◆ Task instructions ◆
Starting at the line that contains "Note: indicate every instance of the ocean" and ending at the line that contains "Target: ocean", output the lines of the items as a Markdown table with the columns Row and Line, numbering each row. Skip blank lines and leave the picture out.

◆ Data supplied ◆
/---
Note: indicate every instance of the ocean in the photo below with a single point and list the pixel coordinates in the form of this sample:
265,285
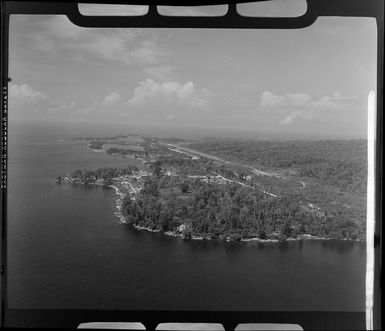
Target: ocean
\---
/---
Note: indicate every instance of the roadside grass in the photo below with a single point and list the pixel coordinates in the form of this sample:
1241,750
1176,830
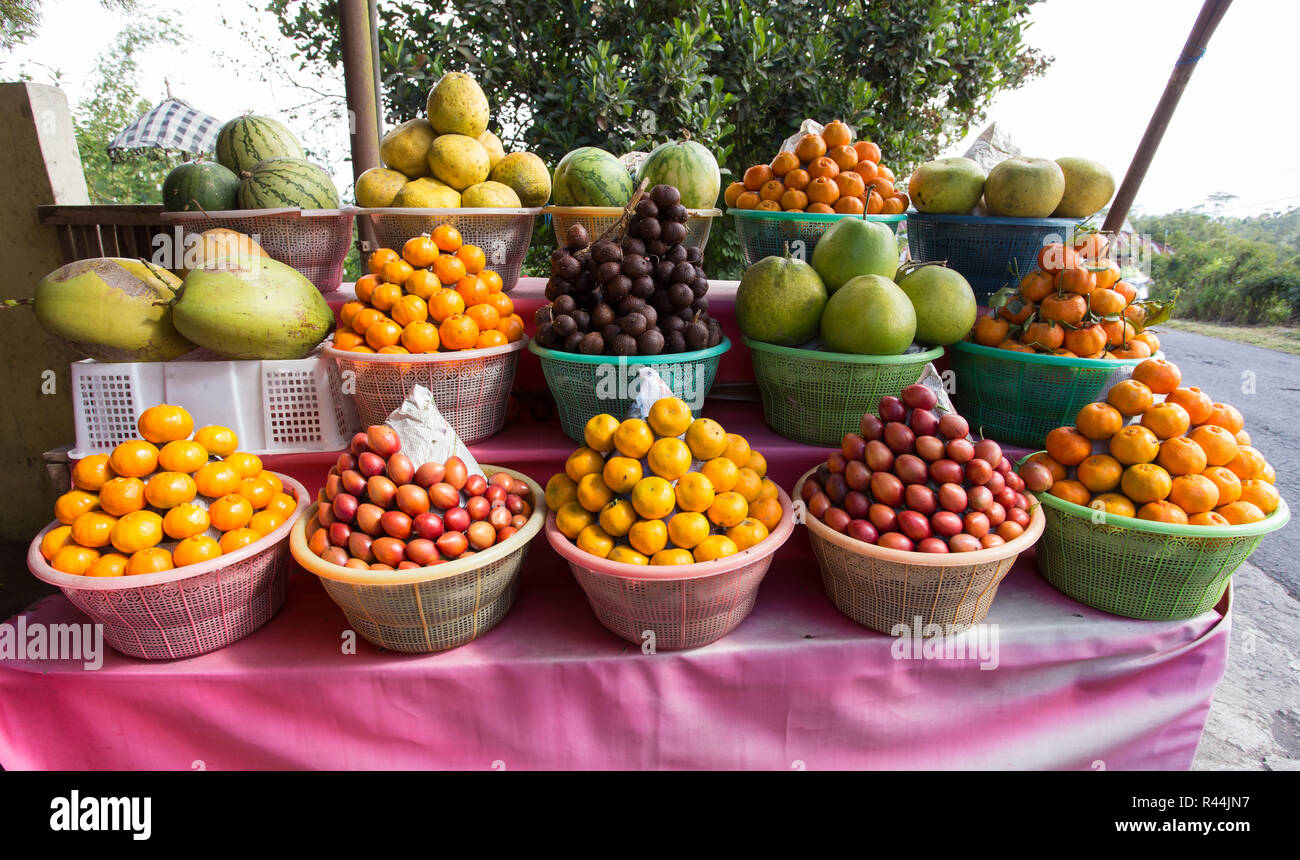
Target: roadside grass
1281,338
\---
/---
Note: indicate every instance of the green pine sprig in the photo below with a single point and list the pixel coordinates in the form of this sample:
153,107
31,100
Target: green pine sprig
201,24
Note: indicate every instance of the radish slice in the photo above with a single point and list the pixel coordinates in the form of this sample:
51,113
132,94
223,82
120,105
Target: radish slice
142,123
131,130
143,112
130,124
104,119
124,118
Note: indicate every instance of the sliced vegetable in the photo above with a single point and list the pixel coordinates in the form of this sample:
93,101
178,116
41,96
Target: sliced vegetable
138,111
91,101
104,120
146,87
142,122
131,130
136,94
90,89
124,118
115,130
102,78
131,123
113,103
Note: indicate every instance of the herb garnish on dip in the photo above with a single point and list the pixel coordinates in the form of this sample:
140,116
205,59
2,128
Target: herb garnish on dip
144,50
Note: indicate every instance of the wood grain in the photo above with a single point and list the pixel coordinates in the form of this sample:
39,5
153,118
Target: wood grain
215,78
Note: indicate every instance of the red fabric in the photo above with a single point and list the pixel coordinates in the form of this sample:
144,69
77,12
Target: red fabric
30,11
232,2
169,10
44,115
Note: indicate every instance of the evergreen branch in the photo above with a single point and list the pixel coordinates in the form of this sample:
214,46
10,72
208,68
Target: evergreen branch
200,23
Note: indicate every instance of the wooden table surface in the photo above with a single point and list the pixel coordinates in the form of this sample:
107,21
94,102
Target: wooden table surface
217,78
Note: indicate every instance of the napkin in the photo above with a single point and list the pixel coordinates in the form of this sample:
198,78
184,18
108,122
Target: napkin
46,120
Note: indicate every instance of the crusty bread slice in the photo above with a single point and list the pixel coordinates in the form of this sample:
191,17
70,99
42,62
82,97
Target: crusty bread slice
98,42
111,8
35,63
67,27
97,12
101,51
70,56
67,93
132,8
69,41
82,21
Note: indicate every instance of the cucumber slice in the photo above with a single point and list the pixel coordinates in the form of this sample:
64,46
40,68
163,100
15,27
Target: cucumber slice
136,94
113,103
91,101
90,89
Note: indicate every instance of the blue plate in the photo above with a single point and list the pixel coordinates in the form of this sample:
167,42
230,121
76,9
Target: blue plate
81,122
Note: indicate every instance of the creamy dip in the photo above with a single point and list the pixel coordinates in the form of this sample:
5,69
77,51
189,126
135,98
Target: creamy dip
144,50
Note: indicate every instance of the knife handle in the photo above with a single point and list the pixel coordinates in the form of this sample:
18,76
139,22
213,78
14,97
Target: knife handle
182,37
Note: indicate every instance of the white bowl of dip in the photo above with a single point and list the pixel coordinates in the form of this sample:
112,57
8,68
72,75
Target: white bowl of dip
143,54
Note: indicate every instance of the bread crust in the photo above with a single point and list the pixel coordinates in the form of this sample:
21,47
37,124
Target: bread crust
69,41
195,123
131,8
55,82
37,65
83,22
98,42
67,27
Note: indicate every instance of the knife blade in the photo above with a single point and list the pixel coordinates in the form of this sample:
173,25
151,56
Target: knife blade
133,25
\---
◆ Correct output ◆
| Row | Line |
|---|---|
| 1 | Note: indicate every instance of the ocean in the photo below with a single point and list the pixel coordinates in the form of this sample: |
| 2 | 265,285 |
| 3 | Target: ocean |